Using wandb sweep with torch.distributed.launch


I am using wandb sweep to perform hyperparameter tuning.

Basically when I launch wandb agent with “wandb agent <USERNAME/PROJECTNAME/SWEEPID>”,

It will automatically run “/usr/bin/env python --param1=value1 --param2=value2” according to the configurations.

However my code is based on torch distributed data parallel and it has to be launched with torch.distributed.launch rather than just python

How can I tackle this problem?

Hi @rash!

Thanks for writing in. You can change the command that the agent runs by specifying the command structure in your sweep config. Specifically, you can change the interpreter variable to switch to torch.distributed.launch. Here is a link to our docs regarding how this can be done.

Thanks Ramit

I have followed what you suggested but I am still unable to run with torch.distributed.launch.

Below is my configuration yaml file.
====================
▶ [To be done]
A) Reproduce the part of the wandb sweep thread that opens with the words containing "Thanks for writing" and closes with "run with torch.distributed.launch.".
B) Answer these questions from the wandb sweep thread:
(i) What command does the agent automatically run according to the configurations?
(ii) Which variable does the reply suggest changing to switch to torch.distributed.launch?
(iii) What does the final line say comes below it?
C) Pick up the wandb sweep thread after its last sentence and continue writing it.
====================
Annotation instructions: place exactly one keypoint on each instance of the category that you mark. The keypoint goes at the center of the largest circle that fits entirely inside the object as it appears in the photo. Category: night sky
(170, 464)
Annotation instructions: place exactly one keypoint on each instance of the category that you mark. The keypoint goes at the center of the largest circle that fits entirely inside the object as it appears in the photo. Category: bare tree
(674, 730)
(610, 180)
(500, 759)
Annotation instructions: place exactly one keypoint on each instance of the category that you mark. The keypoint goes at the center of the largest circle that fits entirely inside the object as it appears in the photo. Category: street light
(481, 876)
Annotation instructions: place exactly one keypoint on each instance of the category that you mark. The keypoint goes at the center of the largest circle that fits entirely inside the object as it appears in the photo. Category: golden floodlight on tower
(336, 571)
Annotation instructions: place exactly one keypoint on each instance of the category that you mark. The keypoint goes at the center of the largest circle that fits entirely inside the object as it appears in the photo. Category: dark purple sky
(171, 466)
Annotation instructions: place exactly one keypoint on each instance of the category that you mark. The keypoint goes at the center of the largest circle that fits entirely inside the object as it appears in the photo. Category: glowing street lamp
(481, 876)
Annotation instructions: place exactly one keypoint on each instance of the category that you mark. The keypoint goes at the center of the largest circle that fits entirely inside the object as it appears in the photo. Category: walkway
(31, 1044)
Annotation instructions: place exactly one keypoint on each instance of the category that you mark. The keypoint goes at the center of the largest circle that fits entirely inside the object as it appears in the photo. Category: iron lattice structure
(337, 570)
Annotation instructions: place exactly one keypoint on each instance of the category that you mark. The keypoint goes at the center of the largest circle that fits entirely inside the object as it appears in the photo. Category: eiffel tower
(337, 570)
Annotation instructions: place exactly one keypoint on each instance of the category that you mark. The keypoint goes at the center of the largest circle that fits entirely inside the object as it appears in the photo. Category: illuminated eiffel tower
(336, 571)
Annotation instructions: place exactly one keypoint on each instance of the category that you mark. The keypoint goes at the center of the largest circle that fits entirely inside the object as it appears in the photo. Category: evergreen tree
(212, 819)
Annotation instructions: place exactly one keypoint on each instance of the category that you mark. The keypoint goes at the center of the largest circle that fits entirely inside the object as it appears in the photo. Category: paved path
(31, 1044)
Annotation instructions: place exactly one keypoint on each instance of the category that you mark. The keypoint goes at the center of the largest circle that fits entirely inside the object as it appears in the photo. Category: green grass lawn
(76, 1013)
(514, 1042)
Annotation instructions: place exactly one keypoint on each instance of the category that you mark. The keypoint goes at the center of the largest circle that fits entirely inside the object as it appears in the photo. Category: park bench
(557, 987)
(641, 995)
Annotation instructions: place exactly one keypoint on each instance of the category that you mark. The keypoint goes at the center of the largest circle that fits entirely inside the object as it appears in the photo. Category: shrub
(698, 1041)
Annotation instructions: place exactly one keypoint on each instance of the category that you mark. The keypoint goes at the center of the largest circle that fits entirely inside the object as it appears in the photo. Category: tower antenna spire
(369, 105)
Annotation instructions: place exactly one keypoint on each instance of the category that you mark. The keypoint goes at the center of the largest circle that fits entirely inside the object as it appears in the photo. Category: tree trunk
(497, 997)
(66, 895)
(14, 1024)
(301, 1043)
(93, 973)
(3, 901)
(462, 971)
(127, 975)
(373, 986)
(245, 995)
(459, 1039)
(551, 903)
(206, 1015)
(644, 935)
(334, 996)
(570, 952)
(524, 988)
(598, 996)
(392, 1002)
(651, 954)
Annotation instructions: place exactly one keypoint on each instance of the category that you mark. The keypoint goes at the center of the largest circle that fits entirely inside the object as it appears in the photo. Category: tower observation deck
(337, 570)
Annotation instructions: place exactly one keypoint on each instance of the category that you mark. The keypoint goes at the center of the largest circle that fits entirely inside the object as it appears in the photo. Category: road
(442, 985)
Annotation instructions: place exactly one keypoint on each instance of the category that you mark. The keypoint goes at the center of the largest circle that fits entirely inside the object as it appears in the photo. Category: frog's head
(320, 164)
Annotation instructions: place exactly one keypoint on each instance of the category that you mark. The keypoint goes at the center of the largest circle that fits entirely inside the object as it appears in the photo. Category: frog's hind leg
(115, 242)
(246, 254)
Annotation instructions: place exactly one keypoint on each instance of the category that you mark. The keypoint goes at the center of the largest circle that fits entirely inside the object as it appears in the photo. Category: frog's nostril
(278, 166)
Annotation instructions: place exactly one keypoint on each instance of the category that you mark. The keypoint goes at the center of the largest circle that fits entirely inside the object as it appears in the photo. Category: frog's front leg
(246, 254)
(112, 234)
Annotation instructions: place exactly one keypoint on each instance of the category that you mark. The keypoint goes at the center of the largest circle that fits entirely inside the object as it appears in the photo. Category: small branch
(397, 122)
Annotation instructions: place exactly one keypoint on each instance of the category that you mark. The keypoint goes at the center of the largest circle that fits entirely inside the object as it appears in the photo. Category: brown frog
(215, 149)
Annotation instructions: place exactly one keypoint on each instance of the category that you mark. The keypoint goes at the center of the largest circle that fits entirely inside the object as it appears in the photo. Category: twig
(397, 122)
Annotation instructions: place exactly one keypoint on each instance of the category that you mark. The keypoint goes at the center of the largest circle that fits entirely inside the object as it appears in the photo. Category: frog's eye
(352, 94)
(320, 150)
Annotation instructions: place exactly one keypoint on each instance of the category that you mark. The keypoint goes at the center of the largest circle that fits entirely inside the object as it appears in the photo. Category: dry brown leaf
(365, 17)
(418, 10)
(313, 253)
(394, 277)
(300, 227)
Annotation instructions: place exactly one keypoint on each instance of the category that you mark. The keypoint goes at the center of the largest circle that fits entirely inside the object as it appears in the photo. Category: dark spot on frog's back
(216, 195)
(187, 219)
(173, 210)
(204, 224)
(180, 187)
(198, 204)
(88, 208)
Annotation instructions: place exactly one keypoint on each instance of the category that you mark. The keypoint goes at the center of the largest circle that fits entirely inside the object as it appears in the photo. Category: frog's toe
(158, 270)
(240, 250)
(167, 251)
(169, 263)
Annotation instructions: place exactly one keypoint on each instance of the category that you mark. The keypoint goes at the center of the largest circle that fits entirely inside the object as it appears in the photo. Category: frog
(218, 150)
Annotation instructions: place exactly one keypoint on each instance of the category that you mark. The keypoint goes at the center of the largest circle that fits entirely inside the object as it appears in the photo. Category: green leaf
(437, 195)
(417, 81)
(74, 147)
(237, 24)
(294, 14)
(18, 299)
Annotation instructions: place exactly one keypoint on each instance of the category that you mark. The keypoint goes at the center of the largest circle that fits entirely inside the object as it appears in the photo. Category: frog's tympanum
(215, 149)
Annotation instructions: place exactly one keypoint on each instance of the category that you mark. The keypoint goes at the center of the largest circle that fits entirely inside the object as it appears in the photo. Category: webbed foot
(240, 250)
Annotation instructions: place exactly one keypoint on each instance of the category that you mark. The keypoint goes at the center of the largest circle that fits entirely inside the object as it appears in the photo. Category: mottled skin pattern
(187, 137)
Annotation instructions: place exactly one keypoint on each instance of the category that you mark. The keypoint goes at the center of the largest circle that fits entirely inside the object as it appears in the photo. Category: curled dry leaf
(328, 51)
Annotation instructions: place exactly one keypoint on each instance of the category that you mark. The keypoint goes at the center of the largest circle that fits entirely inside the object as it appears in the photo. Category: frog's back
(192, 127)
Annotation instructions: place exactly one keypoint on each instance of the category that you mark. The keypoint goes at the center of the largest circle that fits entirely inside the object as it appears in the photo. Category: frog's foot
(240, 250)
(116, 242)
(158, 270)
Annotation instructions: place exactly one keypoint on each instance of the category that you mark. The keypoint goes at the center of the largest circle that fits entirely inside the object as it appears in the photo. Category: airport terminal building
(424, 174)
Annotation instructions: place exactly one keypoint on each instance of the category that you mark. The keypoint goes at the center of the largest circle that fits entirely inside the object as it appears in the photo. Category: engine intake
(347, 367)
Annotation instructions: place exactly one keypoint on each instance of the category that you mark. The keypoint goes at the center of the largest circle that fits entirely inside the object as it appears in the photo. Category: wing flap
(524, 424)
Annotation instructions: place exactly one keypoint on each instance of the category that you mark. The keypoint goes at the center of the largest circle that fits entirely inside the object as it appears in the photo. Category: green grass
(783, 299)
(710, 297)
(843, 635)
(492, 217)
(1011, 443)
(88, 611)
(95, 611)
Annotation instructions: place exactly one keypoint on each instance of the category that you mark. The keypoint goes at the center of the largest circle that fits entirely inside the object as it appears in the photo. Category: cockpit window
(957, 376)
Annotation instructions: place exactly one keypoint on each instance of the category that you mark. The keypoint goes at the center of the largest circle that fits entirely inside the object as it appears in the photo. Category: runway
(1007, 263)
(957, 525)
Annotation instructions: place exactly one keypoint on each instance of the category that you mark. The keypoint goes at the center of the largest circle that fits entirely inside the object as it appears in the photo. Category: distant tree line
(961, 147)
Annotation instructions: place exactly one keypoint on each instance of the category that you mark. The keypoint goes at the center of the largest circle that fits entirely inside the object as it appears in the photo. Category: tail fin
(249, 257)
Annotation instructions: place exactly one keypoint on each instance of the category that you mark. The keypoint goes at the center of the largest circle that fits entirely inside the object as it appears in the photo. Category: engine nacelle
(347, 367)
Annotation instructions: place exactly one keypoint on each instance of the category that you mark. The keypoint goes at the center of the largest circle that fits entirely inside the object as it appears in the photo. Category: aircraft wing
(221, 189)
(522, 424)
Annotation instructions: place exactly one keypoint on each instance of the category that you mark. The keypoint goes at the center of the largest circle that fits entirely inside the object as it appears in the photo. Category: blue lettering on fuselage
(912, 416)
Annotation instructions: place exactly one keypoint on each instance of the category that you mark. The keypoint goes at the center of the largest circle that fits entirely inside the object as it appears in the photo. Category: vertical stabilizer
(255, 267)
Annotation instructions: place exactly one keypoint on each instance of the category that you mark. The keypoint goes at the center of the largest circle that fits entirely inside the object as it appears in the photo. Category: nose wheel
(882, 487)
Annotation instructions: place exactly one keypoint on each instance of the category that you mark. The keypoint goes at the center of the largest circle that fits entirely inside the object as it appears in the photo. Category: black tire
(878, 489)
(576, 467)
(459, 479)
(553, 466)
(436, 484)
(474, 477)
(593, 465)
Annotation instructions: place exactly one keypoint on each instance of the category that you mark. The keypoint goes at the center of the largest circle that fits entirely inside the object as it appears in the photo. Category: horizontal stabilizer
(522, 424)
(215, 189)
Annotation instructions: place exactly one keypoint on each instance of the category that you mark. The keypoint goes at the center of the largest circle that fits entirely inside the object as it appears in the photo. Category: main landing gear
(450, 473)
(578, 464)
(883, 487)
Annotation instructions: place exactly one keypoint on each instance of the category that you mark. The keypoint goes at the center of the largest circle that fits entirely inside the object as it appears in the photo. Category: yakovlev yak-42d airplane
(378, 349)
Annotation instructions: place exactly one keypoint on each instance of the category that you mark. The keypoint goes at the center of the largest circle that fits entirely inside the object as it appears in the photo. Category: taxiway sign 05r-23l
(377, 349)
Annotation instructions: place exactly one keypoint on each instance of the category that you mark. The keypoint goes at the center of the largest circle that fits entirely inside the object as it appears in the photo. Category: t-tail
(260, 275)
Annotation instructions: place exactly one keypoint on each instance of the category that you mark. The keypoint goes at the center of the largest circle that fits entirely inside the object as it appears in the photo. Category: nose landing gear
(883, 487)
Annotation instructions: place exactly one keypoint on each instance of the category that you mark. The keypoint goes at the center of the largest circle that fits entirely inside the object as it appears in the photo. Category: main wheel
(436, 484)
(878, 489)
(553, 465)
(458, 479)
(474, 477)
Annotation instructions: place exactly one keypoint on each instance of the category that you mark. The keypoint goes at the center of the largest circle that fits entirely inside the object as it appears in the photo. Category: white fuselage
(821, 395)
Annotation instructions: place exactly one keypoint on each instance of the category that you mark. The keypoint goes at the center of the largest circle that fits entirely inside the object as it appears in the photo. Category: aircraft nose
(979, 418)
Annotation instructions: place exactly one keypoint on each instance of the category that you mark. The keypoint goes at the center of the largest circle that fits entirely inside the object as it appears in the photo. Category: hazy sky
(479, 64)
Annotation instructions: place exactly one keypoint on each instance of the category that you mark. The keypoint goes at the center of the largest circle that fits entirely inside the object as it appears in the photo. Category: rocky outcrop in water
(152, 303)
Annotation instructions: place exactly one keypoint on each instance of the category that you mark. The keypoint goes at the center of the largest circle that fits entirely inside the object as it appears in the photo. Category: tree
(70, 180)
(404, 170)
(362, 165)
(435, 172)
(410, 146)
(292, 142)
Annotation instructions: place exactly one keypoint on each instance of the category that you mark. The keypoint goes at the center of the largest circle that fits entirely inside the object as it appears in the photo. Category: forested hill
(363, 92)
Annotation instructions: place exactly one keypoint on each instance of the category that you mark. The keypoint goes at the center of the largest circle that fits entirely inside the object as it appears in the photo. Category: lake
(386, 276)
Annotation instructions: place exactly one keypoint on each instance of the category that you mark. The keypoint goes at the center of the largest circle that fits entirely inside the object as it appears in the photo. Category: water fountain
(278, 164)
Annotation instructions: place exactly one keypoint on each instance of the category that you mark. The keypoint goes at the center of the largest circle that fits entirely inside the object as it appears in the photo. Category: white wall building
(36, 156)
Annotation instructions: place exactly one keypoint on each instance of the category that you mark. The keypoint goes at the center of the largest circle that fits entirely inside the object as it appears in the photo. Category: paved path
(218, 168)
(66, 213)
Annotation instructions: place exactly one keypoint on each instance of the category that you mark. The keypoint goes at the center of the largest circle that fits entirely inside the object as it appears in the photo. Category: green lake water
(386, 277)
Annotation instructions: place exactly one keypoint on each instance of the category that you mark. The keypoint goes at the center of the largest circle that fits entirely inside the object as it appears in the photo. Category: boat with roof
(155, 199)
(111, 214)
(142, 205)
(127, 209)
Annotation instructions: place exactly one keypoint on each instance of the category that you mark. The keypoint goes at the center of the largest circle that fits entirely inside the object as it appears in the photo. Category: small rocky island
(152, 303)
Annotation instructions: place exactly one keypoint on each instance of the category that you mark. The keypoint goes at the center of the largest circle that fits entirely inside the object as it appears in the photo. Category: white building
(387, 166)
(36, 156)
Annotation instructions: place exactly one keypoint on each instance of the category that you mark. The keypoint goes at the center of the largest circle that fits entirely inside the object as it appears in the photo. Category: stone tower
====================
▶ [Answer list]
A)
Thanks for writing in. You can change the command that the agent runs by specifying the command structure in your sweep config. Specifically, you can change the interpreter variable to switch to torch.distributed.launch. Here is a link to our docs regarding how this can be done.

Thanks Ramit

I have followed what you suggested but I am still unable to run with torch.distributed.launch.

B)
(i) "/usr/bin/env python --param1=value1 --param2=value2"
(ii) The interpreter variable.
(iii) The configuration yaml file.

C)
method: random



name: total_mean_rank_sum

goal: minimize


  • ${env}

  • torch.distributed.launch

  • ${program}

  • ${args}


#- python

#- python -m torch.distributed.launch --nproc_per_node=4 -m torch.distributed.launch --nproc_per_node=4



min: 0.0

max: 0.01


min: 0.0

max: 0.01


values: ["meanP", "seqLSTM", "seqTransf"]


when I launch an agent , it runs /usr/bin/env torch.distributed.launch --coef_lr=0.0068455254534794605 --lr=0.008759887226936639 --sim_header=seqTransf

what I really need is /usr/bin/env python -m torch.distributed.launch --coef_lr=0.0068455254534794605 --lr=0.008759887226936639 --sim_header=seqTransf

I would like to find some descriptive examples.

Hey @raeh,

The following should work in this case then:

    - ${env}
    - ${interpreter}
    - "-m"
    - "torch.distributed.launch"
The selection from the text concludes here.